====== Material supplied
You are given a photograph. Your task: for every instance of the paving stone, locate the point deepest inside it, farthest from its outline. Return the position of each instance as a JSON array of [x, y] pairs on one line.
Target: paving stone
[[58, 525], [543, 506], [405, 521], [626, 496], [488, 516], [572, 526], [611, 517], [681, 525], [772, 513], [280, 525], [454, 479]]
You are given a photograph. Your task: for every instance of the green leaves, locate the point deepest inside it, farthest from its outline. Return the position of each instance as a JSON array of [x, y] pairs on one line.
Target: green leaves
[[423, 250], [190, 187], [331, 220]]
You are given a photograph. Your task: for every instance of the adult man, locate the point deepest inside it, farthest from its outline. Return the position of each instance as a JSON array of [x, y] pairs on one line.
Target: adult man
============
◆ **Description of the task**
Could you pull every line of the material above into your reply, copied word for word, with nothing changed?

◆ **Response**
You are given a photograph. Your task: for every instance of the paving stone, locate the point deepest inside it, farthest from its outline. Return the position of each instance as a JSON array of [x, y] pairs on one line.
Target: paving stone
[[58, 525], [543, 506], [405, 521], [626, 496], [488, 516], [572, 526], [611, 517], [681, 525], [772, 513], [280, 525], [454, 479]]
You are given a photograph. Your task: for every instance of the green leaves, locate the point deepest inside it, farthest from its outline. Return the position of each instance as a JSON array of [x, y] pairs on one line.
Target: green leaves
[[423, 250], [190, 187], [331, 220]]
You are given a photograph. Your task: for every instance of the adult man, locate the point deepest inside it, farthest from its outline. Return the position of each instance as a JSON array of [x, y] pairs on one line.
Target: adult man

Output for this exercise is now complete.